> **PROBLEMA**
Dê continuidade ao texto sobre o debate político acerca da justiça e da corrupção, a partir do ponto em que ele termina.

> **TEXTO**

════════════════════

Por isso, o líder da IL defendeu mais simplificação de processos e que é preciso "implementar as medidas que estão na estratégia anticorrupção". O presidente da IL voltou a falar de justiça administrativa para dizer que "850 dias para ter uma decisão em primeira instância", e que é preciso reduzir esse tempo "para metade".

"Como é que isso se faz? Da mesma maneira que se combate a corrupção, por exemplo, com simplificação de processos. O negócio dos corruptos é burocracia, e portanto, nós temos que simplificar processos", assegurou.

Para Paulo Raimundo, os casos mais recentes levam a uma grande desconfiança dos cidadãos em relação à justiça, um pilar sobre o qual considera que "nunca pode haver desconfiança". Mas descreve a desconfiança existente como paradoxal.

"Nós temos um conjunto de casos onde a os mais improváveis, diria assim, estão a ser chamados à justiça, pessoas conhecidas, o que dá uma sensação de que a justiça é igual para todos. Depois temos estes procedimentos e estes acontecimentos que acabam por lá está, daqui o paradoxo entre a perceção e a realidade. Esta é uma questão, é um problema que é preciso resolver", sustentou Paulo Raimundo.

O comunista destacou ainda a necessidade de mais meios e recursos na justiça, assim como de valorizar as carreiras dos profissionais do setor como solução para uma justiça mais célere.

Economia de privatizações ou de empresas públicas?

════════════════════

> **DADOS FORNECIDOS**

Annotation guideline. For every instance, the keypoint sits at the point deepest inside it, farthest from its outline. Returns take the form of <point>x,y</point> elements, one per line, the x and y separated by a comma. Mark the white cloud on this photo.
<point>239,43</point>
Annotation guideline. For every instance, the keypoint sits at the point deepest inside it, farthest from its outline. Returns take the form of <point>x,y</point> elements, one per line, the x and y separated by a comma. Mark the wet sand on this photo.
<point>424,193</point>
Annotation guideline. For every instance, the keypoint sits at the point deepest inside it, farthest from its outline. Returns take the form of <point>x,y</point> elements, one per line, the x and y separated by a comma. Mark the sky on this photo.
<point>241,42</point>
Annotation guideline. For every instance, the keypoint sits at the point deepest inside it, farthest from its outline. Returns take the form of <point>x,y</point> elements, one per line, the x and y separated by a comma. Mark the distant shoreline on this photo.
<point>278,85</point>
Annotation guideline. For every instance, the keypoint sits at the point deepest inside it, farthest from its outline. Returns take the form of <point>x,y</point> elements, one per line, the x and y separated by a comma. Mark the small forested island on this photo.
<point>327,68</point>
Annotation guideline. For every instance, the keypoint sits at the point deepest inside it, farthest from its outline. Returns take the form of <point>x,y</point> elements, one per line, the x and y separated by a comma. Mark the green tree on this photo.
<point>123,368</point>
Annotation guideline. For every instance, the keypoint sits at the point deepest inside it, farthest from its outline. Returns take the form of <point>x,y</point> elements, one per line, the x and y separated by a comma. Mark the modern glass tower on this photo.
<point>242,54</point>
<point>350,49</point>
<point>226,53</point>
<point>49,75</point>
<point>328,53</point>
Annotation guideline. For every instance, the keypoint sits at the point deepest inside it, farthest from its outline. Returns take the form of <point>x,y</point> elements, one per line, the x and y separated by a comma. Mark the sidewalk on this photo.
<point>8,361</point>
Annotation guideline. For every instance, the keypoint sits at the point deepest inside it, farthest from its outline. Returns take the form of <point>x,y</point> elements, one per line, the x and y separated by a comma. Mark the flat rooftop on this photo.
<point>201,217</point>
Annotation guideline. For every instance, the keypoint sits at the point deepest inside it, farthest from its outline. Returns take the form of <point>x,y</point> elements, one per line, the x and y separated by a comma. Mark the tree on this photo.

════════════════════

> **EXERCÍCIO RESOLVIDO**
No tema da economia, as divergências foram tantas como as que seriam de esperar entre um liberal e um comunista. Rui Rocha defendeu que o Estado não deve salvar empresas com injeção de dinheiro, e que "quando as empresas correm bem, devem ter lucros, quando as empresas correm mal, devem assumir os seus prejuízos".

Paulo Raimundo contra-atacou com o argumento de que o Estado está a salvar empresas para entregar erradamente aos privados, "como se fez na Efacec", em que, diz, o Governo "limpou a empresa e depois dela estar limpa, em vez de pegar naquela naquela extraordinária capacidade produtiva", entregou a um grupo privado.

Na área fiscal, a IL defendeu a diminuição do IRS para as famílias, o aumento das isenções para atividades de trabalhadores independentes, a eliminação de "taxas e taxinhas com tributações autónomas" e a diminuição do IRC para atrair investimento estrangeiro.

Desta forma, argumentou Rui Rocha, é possível um aumento salarial de 5,5% ao ano, bruto, uma vez que, defendeu, "empresas grandes trazem inovação, tecnologia, produtividade" e também salários mais altos.
Do lado oposto, Paulo Raimundo disse acompanhar a preocupação com "taxas e taxinhas a mais" e acusou a IL de ter perdido uma oportunidade de combater o problema quando não acompanhou o PCP na proposta que levou ao parlamento de diminuir as comissões bancárias que custam aos contribuintes 6,5 milhões de euros por dia.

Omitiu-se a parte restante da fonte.